▶ **Task directions**:
Arrange every line of the records below as a numbered list, skipping blank lines and leaving out the pictures.

================

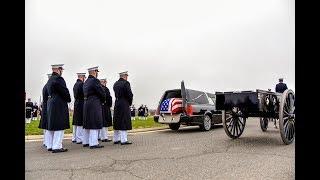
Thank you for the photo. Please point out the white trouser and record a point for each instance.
(85, 136)
(44, 137)
(55, 139)
(124, 136)
(93, 137)
(79, 134)
(74, 129)
(120, 135)
(49, 137)
(116, 135)
(28, 120)
(103, 133)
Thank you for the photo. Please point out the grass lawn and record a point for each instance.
(32, 128)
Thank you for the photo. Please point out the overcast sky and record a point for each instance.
(213, 45)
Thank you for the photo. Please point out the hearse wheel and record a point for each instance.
(287, 116)
(206, 126)
(233, 125)
(174, 126)
(264, 123)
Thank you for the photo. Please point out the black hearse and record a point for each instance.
(198, 109)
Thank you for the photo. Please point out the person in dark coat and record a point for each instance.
(35, 111)
(57, 109)
(43, 120)
(281, 87)
(94, 96)
(77, 119)
(106, 113)
(29, 110)
(121, 117)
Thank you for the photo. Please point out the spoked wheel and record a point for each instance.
(233, 125)
(287, 116)
(264, 123)
(206, 126)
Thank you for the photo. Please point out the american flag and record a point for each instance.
(171, 105)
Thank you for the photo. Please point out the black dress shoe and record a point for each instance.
(59, 150)
(126, 143)
(106, 140)
(96, 146)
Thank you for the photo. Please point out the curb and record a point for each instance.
(67, 136)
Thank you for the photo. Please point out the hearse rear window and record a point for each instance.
(173, 94)
(197, 97)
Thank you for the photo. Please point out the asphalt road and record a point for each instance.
(186, 154)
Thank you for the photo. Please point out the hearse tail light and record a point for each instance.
(189, 110)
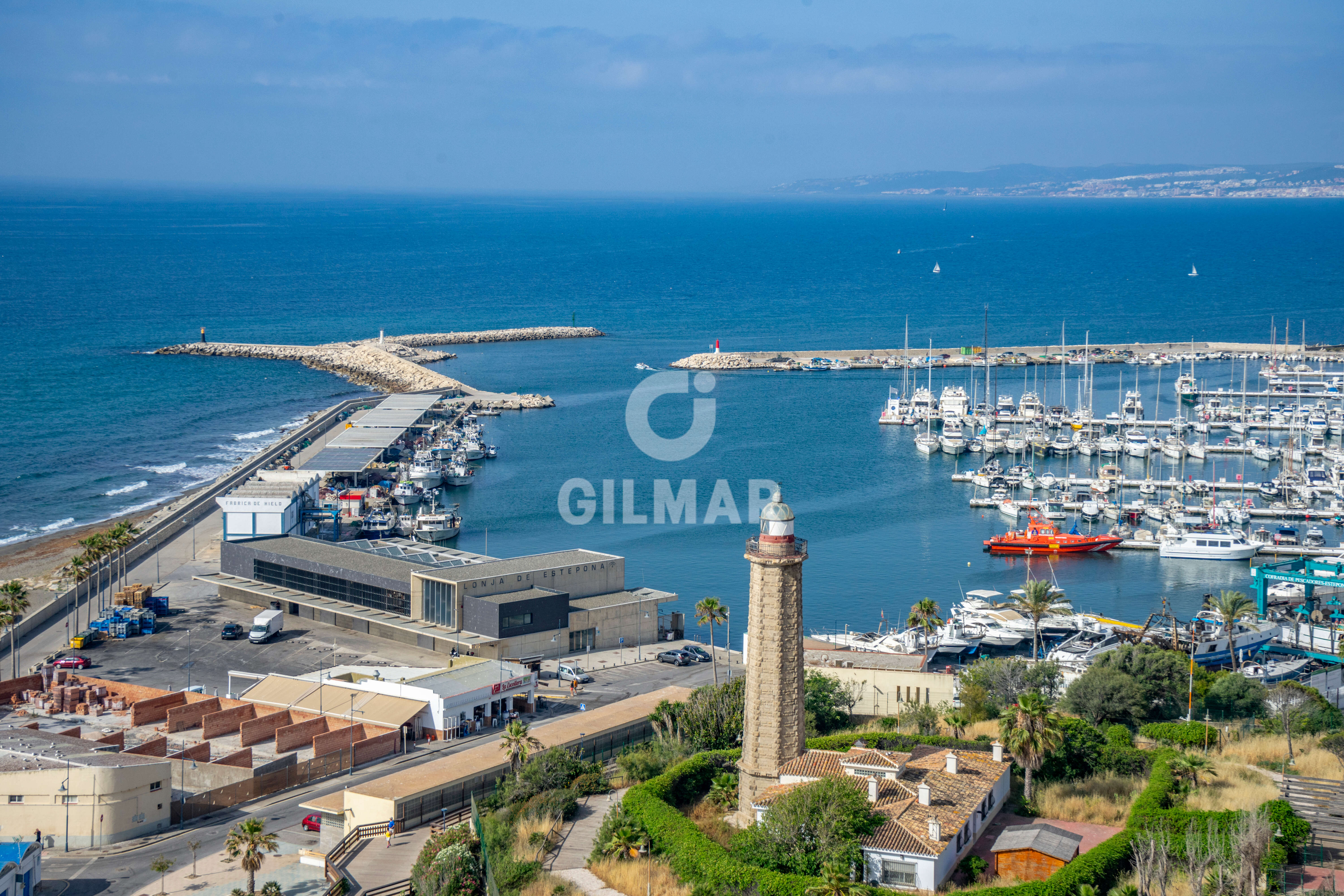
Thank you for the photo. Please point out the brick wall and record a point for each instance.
(190, 717)
(338, 739)
(302, 735)
(196, 752)
(155, 709)
(263, 729)
(241, 758)
(373, 749)
(1026, 864)
(226, 721)
(157, 747)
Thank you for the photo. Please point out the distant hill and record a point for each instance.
(1173, 179)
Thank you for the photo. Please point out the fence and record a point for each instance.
(272, 782)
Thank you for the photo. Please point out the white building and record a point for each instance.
(936, 801)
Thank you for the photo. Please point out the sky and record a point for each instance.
(632, 96)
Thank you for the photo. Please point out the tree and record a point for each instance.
(14, 602)
(518, 743)
(811, 827)
(835, 882)
(1037, 602)
(1030, 734)
(162, 867)
(925, 616)
(1230, 606)
(1190, 766)
(1234, 696)
(249, 842)
(1287, 702)
(712, 610)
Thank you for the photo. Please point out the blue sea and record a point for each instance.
(96, 280)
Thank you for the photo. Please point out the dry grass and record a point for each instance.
(1234, 788)
(632, 877)
(709, 817)
(546, 883)
(1103, 800)
(1273, 749)
(523, 847)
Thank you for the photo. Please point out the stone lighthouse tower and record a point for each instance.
(775, 727)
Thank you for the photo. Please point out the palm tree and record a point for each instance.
(249, 842)
(14, 601)
(712, 610)
(1037, 602)
(834, 883)
(1030, 733)
(518, 743)
(1191, 766)
(626, 843)
(925, 616)
(1230, 606)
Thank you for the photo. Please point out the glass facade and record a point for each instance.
(326, 586)
(439, 602)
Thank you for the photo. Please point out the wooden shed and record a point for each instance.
(1034, 852)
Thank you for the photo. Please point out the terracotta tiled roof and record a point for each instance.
(815, 764)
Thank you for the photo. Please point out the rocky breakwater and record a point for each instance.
(722, 362)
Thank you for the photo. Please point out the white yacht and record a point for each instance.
(1030, 406)
(1217, 545)
(1138, 444)
(954, 402)
(952, 440)
(1132, 412)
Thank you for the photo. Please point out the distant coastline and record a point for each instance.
(1307, 181)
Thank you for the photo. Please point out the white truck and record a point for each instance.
(269, 622)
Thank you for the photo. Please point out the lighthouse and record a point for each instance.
(775, 729)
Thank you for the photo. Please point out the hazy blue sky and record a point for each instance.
(683, 95)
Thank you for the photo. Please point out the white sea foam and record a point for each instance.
(165, 469)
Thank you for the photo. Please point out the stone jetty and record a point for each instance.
(394, 365)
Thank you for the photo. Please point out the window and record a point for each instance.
(327, 586)
(517, 621)
(898, 874)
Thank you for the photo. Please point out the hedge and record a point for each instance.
(1183, 734)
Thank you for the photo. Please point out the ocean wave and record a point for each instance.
(165, 469)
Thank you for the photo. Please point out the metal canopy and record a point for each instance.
(401, 417)
(409, 402)
(342, 460)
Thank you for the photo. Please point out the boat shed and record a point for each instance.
(1034, 852)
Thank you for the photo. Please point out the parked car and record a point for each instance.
(571, 672)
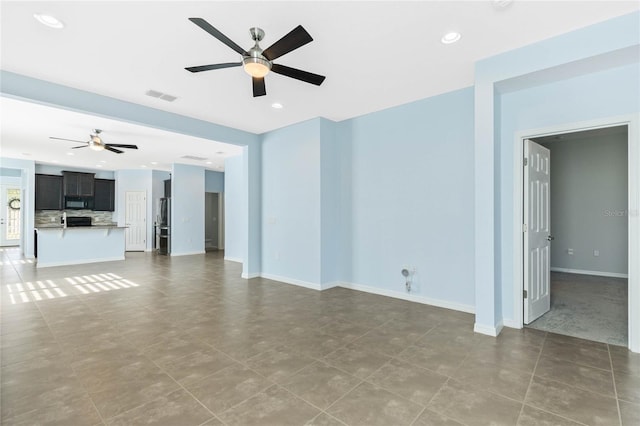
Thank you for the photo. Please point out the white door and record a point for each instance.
(10, 216)
(537, 236)
(136, 220)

================

▶ **Solution for this exercise**:
1. Thank you for the photo. Please point out the white trouser and record a point for each instance.
2. (85, 136)
3. (44, 137)
4. (55, 139)
5. (124, 136)
6. (93, 137)
7. (79, 134)
8. (74, 129)
9. (120, 135)
10. (49, 137)
11. (116, 135)
12. (28, 120)
13. (103, 133)
14. Thank you for the photo. Please point out the grass lawn and record a point for each instance.
15. (32, 128)
16. Thank you for the photo. Please point out the overcast sky and record a point for each instance.
17. (213, 45)
18. Thank you for the photo. Please point out the hearse wheel and record a point for each instance.
19. (287, 116)
20. (206, 126)
21. (233, 125)
22. (174, 126)
23. (264, 123)
24. Thank you for the photo. Please point out the black hearse and record a point for each instance.
25. (198, 109)
26. Thank you for the photo. Please point out the person in dark coat and record a point for each instance.
27. (35, 111)
28. (57, 109)
29. (43, 120)
30. (281, 87)
31. (94, 96)
32. (77, 119)
33. (106, 113)
34. (29, 110)
35. (121, 117)
36. Thank you for the photo. Please point out the spoked wheel and record a point for each instance.
37. (233, 125)
38. (287, 116)
39. (264, 123)
40. (206, 126)
41. Thank you for the photo. Please point out the american flag and record a point for each instance.
42. (171, 105)
43. Thank you for the photo. Please point out the black dress shoe and record a point for each instance.
44. (59, 150)
45. (126, 143)
46. (106, 140)
47. (96, 146)
48. Thank you for the photo. Please point out the curb and record a point for each instance.
49. (67, 136)
50. Thank you for the photo. Please point out the hearse rear window and record a point for each instance.
51. (173, 94)
52. (197, 97)
53. Thank you for the photo. Please point out the asphalt road and record a point for each instance.
54. (186, 154)
55. Thank you for the photo. Please point out the hearse tail light and record a point for each instance.
56. (189, 110)
57. Thank you for the photo. Please point out the brick wall and record a point for each instance.
58. (190, 717)
59. (338, 739)
60. (302, 735)
61. (196, 752)
62. (155, 709)
63. (263, 729)
64. (241, 758)
65. (373, 749)
66. (1026, 864)
67. (226, 721)
68. (157, 747)
69. Thank you for the photo. Please point out the distant hill and record a point for each instance.
70. (1173, 179)
71. Thank you for the photo. Please point out the fence and record a point for each instance.
72. (272, 782)
73. Thank you for the photo. Please point out the white building and record a point for each instance.
74. (936, 801)
75. Thank you for the photo. Please point out the sky and record a point for each instance.
76. (632, 96)
77. Thank you for the photo. Please point out the tree and record a point for each instance.
78. (14, 602)
79. (518, 743)
80. (811, 827)
81. (835, 882)
82. (1037, 602)
83. (1030, 734)
84. (162, 867)
85. (925, 616)
86. (1230, 606)
87. (1190, 766)
88. (1234, 696)
89. (249, 842)
90. (1287, 702)
91. (712, 610)
92. Thank you for the photo. Please point out the blue sea and record a point for each instance.
93. (96, 280)
94. Thank you for the photo. Please point out the dry grass and record a point for each instance.
95. (1234, 788)
96. (632, 877)
97. (709, 817)
98. (546, 883)
99. (1103, 800)
100. (1273, 749)
101. (523, 847)
102. Thank you for the photo. Please point out the stone lighthouse tower and record a point for each instance.
103. (775, 727)
104. Thank you for the photo. Please point out the palm tree and record a point for each instance.
105. (249, 842)
106. (14, 601)
107. (712, 610)
108. (1037, 602)
109. (834, 883)
110. (1030, 733)
111. (518, 743)
112. (1191, 766)
113. (626, 843)
114. (925, 616)
115. (1230, 606)
116. Thank you for the photo. Please point out the glass facade and record a point for each instance.
117. (326, 586)
118. (439, 602)
119. Thank you for the photo. Please point out the wooden shed and record a point for each instance.
120. (1034, 852)
121. Thank you for the photo. Please point out the terracotta tiled roof and record a point for each instance.
122. (815, 764)
123. Thank you for the photo. Please point out the rocky breakwater and record a point for each instance.
124. (722, 362)
125. Thank you for the photo. Please point out the white yacht and record a point for each instance.
126. (1030, 406)
127. (1217, 545)
128. (1138, 444)
129. (954, 402)
130. (952, 440)
131. (1132, 412)
132. Thank you for the photo. Please point out the distant coastline and record a point for each instance.
133. (1307, 181)
134. Thank you for the photo. Please point out the white truck and record a point for each instance.
135. (269, 622)
136. Thank you for the photo. Please point out the lighthouse and record a point for each instance.
137. (775, 729)
138. Thank you for the photo. Please point out the hazy blue sky and record a point for each instance.
139. (683, 95)
140. Thank you for the photo. Please point out the white sea foam and record a point for each instance.
141. (165, 469)
142. Thank you for the photo. Please point out the stone jetty and record a point for each instance.
143. (394, 365)
144. Thank you for the photo. Please point out the window and record a point for each instance.
145. (327, 586)
146. (517, 621)
147. (898, 874)
148. Thank you for the photo. Please point out the hedge and record a point for each instance.
149. (1183, 734)
150. Thank you for the photo. Please point out the ocean wave and record a point for each instance.
151. (165, 469)
152. Thank you for the photo. Please point out the metal canopy and record a point for each instance.
153. (401, 417)
154. (409, 402)
155. (342, 460)
156. Thank you for the photo. Please point out the boat shed and record a point for each instance.
157. (1034, 852)
158. Thank you for the photo. Please point out the parked car and record a point for each instance.
159. (571, 672)
160. Thank you for the photo. Please point out the white door and record a point for each instance.
161. (10, 216)
162. (537, 236)
163. (136, 220)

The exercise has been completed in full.